--- 設問 ---
[1] 敬宮殿下の志賀町訪問に関する文章から、次の一文を英語に訳しなさい。「志賀町では20人が亡くなり、今も356戸の仮設住宅で被災者が暮らしている。」
[2] 敬宮殿下の志賀町訪問に関する文章から、「志賀町では20人が亡くなり、今も356戸の仮設住宅で被災者が暮らしている。」を含む語句で始め、「自身で見つけておられたのだ。」の後で終わる部分を、一字も変えずに抜き出してください。

══ 本文抜粋

殿下との楽しい会話から、周囲の人も声を出して笑う場面が見られた。
■ご公務前の入念な準備
2日目に志賀町を訪れられた時も、沿道で大勢の人たちが出迎えた。
志賀町では20人が亡くなり、今も356戸の仮設住宅で被災者が暮らしている。
ご案内にあたった稲岡健太郎・町長は、敬宮殿下から聴いた話として、志賀町の“町の花”のハマナスは皇后陛下の「お印」なので親しみを感じていただいた、と喜んでいた。殿下はあらかじめ、わざわざ町の花も調べられ、皇室との接点をご自身で見つけておられたのだ。
殿下はご公務に臨まれる際に、入念に事前の準備をされることが知られている。このハマナスの件も、まさに事前調査のたまものだろう。
本当なら、敬宮殿下をお迎えする側の町長の方が事前に調べて、ハマナスが皇后陛下のお印である事実に先に気づくべきだったかもしれないが……。
■選手の1人に「今日はお誕生日ですね」
敬宮殿下の事前準備については、今年2月2日に行われた「天皇杯 第50回記念 日本車いすバスケットボール選手権大会」を天皇皇后両陛下とご一緒に観戦された時のエピソードがある。

════
══ 分析用データ

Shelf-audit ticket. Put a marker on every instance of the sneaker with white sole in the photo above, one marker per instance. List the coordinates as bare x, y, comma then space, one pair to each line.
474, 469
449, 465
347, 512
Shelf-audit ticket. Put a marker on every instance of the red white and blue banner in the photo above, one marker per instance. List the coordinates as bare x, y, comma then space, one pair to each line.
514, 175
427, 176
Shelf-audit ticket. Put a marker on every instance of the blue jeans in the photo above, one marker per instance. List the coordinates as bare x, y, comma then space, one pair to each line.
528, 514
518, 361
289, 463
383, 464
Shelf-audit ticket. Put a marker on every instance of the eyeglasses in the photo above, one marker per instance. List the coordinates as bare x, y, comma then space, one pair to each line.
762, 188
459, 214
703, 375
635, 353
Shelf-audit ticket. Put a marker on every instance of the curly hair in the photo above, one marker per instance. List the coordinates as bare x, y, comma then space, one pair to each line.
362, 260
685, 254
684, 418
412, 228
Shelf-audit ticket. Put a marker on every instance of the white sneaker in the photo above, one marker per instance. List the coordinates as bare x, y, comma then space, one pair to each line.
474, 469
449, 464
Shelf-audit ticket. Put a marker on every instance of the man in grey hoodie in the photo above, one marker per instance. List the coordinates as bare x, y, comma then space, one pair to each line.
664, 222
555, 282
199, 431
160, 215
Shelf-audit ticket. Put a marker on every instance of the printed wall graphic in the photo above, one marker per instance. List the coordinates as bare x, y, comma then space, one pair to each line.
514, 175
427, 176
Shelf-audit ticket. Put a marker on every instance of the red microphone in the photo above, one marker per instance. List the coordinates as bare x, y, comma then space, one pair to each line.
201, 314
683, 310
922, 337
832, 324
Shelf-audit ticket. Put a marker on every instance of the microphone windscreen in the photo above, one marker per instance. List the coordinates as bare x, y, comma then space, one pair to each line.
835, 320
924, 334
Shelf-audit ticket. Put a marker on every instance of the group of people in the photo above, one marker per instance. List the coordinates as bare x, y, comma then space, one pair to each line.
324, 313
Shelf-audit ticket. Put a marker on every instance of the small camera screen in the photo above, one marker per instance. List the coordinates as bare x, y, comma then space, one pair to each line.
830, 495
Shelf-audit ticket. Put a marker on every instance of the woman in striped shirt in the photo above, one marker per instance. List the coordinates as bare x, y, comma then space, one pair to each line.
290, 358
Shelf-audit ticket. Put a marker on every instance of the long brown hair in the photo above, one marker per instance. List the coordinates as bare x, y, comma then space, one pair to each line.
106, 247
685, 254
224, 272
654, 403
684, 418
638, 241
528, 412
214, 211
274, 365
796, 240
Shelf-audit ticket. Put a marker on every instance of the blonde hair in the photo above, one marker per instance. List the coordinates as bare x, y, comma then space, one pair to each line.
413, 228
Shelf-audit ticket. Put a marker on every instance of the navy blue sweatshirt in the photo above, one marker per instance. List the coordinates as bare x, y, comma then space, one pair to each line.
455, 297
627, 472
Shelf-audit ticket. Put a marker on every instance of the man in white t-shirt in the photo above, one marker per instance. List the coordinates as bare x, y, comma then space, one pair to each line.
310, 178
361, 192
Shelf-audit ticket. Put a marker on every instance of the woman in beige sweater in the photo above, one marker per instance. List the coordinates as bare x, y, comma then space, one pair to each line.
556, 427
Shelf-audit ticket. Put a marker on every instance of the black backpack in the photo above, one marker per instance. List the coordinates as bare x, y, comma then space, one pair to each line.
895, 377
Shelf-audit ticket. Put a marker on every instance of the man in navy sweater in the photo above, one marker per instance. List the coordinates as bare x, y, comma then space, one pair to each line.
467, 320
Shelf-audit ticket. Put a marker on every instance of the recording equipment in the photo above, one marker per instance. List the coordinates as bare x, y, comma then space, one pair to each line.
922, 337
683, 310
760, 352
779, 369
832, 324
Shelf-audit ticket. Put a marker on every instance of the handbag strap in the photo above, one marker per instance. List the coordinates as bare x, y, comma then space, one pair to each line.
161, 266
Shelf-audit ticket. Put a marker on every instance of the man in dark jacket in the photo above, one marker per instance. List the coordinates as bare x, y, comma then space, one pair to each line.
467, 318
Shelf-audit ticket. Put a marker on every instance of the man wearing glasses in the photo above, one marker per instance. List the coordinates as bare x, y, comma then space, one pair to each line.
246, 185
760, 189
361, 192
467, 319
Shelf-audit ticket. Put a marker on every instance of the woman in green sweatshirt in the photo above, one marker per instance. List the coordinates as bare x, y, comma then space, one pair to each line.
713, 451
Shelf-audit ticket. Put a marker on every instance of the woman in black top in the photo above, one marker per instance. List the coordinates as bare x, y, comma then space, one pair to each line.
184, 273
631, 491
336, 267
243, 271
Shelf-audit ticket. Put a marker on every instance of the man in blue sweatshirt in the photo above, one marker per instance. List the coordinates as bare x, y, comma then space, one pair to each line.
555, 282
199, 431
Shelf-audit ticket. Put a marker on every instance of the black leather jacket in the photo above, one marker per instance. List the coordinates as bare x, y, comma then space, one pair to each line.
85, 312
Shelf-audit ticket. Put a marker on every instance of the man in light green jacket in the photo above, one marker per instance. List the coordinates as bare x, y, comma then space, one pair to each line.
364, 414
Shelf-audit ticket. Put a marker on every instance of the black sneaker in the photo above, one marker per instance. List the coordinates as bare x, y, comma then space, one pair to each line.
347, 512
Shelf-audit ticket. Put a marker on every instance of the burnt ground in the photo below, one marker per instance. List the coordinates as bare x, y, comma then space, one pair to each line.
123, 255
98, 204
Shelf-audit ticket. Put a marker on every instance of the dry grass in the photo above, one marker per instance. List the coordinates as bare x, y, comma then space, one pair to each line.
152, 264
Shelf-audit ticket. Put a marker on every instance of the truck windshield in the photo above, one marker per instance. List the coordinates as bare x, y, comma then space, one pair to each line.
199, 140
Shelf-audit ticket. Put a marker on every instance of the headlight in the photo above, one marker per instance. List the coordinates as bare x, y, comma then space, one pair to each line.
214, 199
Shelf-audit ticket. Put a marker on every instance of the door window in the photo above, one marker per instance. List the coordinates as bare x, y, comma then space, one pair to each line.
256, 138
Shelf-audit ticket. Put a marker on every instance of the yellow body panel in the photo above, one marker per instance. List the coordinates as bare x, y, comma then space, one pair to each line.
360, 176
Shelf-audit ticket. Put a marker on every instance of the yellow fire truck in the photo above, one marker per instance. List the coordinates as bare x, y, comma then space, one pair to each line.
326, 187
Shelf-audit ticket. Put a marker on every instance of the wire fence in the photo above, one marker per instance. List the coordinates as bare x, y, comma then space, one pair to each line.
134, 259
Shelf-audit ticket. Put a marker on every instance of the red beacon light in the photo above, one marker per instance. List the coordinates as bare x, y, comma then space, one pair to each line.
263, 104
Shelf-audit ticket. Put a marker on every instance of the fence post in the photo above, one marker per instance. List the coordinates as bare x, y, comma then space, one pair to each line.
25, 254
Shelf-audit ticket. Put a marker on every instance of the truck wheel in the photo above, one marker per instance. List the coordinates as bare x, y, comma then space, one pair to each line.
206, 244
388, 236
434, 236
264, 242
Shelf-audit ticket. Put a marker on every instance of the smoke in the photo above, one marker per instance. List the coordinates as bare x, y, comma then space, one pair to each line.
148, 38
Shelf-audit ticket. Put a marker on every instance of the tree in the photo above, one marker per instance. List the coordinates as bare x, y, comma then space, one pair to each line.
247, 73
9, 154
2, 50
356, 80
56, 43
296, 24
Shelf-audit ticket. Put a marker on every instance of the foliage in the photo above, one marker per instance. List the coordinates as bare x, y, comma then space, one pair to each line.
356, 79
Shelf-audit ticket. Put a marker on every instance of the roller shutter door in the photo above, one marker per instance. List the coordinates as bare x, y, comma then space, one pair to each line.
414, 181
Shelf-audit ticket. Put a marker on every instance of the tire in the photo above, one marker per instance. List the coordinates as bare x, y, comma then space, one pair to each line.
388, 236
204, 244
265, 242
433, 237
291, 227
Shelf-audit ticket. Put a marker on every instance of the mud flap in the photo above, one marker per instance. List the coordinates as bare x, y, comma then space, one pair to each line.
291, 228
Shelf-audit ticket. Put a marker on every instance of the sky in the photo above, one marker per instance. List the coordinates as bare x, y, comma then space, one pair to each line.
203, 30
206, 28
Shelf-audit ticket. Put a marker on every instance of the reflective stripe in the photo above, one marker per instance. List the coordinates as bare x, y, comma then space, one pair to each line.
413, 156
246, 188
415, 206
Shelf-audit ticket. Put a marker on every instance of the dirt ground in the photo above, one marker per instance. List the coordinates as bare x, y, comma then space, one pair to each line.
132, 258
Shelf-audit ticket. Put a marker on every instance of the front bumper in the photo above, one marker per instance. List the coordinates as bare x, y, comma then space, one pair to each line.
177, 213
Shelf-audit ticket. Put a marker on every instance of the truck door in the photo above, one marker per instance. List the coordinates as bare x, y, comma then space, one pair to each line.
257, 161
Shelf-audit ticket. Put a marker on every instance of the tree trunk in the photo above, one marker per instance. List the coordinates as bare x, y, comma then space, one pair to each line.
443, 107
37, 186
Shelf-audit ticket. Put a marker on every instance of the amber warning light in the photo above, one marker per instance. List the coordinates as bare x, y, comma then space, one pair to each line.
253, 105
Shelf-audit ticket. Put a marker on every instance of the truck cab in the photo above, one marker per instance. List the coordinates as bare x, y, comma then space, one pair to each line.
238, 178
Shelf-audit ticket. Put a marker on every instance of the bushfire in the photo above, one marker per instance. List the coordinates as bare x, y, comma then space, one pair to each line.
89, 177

════

--- 解答 ---
[1] In Shika Town, 20 people died, and disaster victims are still living in 356 temporary housing units.

[2]
志賀町では20人が亡くなり、今も356戸の仮設住宅で被災者が暮らしている。
ご案内にあたった稲岡健太郎・町長は、敬宮殿下から聴いた話として、志賀町の“町の花”のハマナスは皇后陛下の「お印」なので親しみを感じていただいた、と喜んでいた。殿下はあらかじめ、わざわざ町の花も調べられ、皇室との接点をご自身で見つけておられたのだ。